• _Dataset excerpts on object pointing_
----------------------------------------

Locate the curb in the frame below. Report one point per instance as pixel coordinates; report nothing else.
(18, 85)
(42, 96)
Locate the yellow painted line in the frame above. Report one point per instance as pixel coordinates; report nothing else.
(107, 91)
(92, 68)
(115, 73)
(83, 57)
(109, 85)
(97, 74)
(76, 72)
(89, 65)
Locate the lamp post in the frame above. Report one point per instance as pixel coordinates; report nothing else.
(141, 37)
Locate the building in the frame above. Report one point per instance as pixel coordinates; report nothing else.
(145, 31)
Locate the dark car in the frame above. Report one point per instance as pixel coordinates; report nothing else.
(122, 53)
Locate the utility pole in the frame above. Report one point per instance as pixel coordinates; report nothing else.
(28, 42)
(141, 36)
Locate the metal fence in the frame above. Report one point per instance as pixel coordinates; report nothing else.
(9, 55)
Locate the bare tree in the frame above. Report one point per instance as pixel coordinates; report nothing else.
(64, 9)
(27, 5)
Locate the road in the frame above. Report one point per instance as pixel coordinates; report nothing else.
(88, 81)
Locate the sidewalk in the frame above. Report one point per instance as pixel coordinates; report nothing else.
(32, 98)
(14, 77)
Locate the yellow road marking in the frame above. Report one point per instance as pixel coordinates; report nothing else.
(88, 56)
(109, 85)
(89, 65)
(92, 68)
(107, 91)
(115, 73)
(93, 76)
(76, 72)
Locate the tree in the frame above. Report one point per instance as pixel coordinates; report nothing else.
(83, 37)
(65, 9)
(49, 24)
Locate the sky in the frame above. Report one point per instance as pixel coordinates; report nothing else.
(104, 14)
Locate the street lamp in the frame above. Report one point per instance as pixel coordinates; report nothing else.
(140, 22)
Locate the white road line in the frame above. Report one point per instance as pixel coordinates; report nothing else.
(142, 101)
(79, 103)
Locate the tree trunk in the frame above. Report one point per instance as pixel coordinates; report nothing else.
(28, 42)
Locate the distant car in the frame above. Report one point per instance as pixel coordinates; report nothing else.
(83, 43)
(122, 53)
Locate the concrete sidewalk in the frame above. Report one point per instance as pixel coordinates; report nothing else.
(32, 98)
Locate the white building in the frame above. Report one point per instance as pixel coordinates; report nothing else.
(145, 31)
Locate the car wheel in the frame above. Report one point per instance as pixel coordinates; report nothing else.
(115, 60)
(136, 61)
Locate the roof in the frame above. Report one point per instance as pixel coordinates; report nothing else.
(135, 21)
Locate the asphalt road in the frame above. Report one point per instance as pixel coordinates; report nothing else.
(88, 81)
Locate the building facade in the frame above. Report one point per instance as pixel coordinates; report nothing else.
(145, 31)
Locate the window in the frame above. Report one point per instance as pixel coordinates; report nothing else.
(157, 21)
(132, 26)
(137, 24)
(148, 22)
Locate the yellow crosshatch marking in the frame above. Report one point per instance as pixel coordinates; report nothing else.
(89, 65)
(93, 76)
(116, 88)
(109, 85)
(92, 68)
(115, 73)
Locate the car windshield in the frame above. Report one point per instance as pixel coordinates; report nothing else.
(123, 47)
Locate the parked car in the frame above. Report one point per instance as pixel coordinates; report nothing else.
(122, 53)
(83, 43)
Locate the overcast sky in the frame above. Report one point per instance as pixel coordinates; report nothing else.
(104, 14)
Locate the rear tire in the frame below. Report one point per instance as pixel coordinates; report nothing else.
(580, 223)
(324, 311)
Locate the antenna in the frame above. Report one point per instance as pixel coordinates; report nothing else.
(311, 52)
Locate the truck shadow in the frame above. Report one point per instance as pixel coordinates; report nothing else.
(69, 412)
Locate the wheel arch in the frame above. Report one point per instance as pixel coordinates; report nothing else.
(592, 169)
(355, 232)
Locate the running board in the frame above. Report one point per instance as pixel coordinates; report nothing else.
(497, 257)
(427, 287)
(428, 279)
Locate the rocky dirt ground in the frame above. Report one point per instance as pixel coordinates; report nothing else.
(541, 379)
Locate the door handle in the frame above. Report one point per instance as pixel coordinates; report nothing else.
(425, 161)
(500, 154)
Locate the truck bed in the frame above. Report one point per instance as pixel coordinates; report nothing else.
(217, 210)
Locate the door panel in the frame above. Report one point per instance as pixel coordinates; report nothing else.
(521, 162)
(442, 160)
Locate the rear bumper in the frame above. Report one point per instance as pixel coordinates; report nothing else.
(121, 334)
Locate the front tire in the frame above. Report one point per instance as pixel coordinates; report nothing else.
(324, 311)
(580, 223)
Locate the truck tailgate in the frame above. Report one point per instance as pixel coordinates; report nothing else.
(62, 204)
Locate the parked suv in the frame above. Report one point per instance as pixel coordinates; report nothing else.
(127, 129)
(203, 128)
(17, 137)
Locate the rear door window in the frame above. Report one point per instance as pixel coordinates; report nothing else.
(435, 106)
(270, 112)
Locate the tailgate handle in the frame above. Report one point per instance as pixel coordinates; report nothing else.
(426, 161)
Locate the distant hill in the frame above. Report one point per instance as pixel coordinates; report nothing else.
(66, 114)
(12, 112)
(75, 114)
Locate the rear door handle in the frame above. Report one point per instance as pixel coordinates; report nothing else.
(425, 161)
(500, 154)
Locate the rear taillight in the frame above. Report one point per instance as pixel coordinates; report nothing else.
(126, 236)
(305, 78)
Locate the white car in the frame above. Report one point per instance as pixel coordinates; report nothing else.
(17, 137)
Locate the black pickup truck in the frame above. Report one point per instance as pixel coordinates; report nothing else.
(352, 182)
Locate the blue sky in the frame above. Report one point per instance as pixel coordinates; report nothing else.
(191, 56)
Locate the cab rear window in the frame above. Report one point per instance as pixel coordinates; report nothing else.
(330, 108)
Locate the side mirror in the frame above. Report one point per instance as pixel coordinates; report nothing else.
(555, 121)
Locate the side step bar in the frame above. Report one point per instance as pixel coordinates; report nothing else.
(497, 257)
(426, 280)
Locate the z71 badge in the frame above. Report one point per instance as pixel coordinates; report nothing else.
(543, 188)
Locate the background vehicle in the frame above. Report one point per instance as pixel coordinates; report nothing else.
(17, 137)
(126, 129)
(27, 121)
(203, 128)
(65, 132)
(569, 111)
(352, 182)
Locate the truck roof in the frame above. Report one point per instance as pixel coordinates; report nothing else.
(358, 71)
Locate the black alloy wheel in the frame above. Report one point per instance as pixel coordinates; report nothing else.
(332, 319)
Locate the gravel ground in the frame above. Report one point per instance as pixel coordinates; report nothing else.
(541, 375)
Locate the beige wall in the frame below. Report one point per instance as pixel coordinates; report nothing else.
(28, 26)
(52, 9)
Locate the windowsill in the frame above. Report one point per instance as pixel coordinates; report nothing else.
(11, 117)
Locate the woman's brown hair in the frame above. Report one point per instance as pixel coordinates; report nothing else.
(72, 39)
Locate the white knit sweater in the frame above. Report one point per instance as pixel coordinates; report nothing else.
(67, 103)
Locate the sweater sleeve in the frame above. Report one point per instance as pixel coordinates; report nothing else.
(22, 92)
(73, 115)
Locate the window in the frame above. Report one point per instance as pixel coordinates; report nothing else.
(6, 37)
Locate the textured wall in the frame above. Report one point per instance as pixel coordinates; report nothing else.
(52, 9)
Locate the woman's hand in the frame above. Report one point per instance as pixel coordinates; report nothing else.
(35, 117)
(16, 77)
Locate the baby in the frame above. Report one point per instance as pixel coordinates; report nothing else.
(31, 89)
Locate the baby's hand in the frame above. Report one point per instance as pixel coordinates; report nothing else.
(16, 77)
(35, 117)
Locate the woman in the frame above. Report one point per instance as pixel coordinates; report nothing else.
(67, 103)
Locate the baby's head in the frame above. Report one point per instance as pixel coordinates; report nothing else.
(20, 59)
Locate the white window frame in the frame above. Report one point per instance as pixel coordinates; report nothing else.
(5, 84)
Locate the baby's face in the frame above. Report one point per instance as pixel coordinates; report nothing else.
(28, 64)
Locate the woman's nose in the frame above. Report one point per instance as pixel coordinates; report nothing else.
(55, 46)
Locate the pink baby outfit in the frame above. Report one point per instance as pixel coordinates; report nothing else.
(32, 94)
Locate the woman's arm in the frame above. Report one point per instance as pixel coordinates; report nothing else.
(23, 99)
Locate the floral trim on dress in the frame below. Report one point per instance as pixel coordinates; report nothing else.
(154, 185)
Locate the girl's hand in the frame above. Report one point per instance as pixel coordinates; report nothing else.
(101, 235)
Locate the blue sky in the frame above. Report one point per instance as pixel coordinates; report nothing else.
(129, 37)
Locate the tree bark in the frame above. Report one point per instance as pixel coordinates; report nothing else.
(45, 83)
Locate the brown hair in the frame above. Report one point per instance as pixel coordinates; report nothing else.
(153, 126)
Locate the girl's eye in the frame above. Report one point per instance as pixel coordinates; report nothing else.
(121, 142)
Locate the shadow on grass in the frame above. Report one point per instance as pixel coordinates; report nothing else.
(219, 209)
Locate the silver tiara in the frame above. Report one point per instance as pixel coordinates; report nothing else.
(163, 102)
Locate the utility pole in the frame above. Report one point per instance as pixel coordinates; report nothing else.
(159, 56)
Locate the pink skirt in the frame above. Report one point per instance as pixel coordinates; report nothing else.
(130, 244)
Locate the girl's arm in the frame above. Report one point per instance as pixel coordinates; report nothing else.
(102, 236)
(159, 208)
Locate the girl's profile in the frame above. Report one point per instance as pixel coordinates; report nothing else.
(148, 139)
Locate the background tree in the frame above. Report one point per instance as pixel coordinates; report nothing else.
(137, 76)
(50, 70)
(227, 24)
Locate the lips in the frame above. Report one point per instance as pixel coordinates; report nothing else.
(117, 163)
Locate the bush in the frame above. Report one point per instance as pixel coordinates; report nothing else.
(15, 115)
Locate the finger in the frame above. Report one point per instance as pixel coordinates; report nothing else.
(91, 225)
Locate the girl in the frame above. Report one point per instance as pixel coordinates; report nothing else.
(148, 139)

----------------------------------------

• _TASK TO COMPLETE_
Nothing but the lines from the line with "Locate the brown" to the last line of the listing above should appear; please retype them exactly, both ends included.

• _WRITTEN SOLUTION_
Locate the brown hair in the frame above. Report one point per instance as pixel coordinates; report nothing else.
(153, 126)
Locate the girl's eye in the frame above. Report one point per instance as pixel coordinates; report nothing else.
(121, 142)
Locate the shadow on grass in the frame above. Report one point per instance as pixel coordinates; report nothing else.
(219, 209)
Locate the silver tiara in the frame above. Report one point per instance as pixel coordinates; report nothing else.
(163, 102)
Locate the utility pole in the frame above. Report one point per instance as pixel coordinates; report nothing else.
(159, 56)
Locate the pink skirt in the frame above. Report one point per instance as pixel coordinates; report nothing else.
(130, 244)
Locate the girl's arm in the frame above. Report one point per instance as pixel coordinates; report nothing else.
(102, 236)
(159, 208)
Locate the girl's profile in the frame above. Report one point per instance as pixel coordinates; report nothing else.
(148, 139)
Locate the background tree in the frame above. Report one point per instance as pixel coordinates; report nothing else.
(137, 76)
(50, 70)
(227, 24)
Locate the lips in the frame above. Report one point per instance as pixel coordinates; report nothing else.
(117, 163)
Locate the bush in the frame above. Report one point per instance as pixel coordinates; report nothing else.
(15, 115)
Locate the finger in the frame above. Report one point per instance as pixel coordinates; report nothing else.
(91, 225)
Locate the girl in the frame above. Report one point per instance as pixel coordinates; report nothing else.
(148, 139)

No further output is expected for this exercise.